• **GIVEN PROBLEM**
Copy out, word for word, the lines below from the one containing "Query: pale sky" through the one containing "Give the mask of the pale", including both of those lines.

• **DATA ENTRIES**

>> START

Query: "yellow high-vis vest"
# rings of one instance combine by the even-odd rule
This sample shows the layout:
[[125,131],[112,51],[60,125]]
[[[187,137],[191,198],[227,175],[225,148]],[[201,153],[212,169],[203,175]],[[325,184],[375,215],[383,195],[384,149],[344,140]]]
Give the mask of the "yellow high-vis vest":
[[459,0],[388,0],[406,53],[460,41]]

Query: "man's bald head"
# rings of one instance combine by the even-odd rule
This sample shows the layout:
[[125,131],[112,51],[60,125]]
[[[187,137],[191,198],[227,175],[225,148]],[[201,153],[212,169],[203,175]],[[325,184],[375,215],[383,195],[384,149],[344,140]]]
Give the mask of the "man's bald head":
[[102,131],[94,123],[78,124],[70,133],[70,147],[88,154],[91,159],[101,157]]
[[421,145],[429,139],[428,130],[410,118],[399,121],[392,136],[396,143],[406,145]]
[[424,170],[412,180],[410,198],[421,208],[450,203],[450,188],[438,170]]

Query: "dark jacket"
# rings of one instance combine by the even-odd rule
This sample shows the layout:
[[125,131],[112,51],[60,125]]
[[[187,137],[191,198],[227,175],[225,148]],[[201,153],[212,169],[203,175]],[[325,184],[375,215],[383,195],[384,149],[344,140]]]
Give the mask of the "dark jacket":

>> END
>> START

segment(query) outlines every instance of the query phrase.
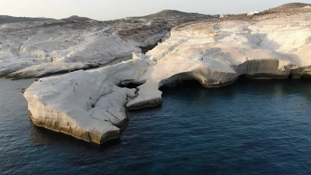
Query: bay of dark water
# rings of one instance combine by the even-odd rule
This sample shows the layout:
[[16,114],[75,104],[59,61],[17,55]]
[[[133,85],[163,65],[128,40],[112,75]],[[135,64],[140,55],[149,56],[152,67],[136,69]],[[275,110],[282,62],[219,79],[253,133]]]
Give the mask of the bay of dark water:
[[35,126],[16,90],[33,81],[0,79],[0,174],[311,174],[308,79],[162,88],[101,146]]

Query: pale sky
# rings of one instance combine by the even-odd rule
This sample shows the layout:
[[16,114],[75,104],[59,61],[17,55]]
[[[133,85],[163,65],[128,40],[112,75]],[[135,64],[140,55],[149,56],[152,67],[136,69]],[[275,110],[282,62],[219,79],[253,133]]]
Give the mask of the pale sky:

>> END

• **EXERCISE ANSWER**
Query: pale sky
# rings of one instance combine by the even-odd rule
This sample shows the layout:
[[16,114],[75,104],[59,61],[17,55]]
[[[133,85],[163,65],[128,40],[112,75]],[[135,64],[140,55],[149,56],[152,67],[136,69]],[[275,110],[282,62],[219,79],[253,133]]]
Give the mask of the pale sky:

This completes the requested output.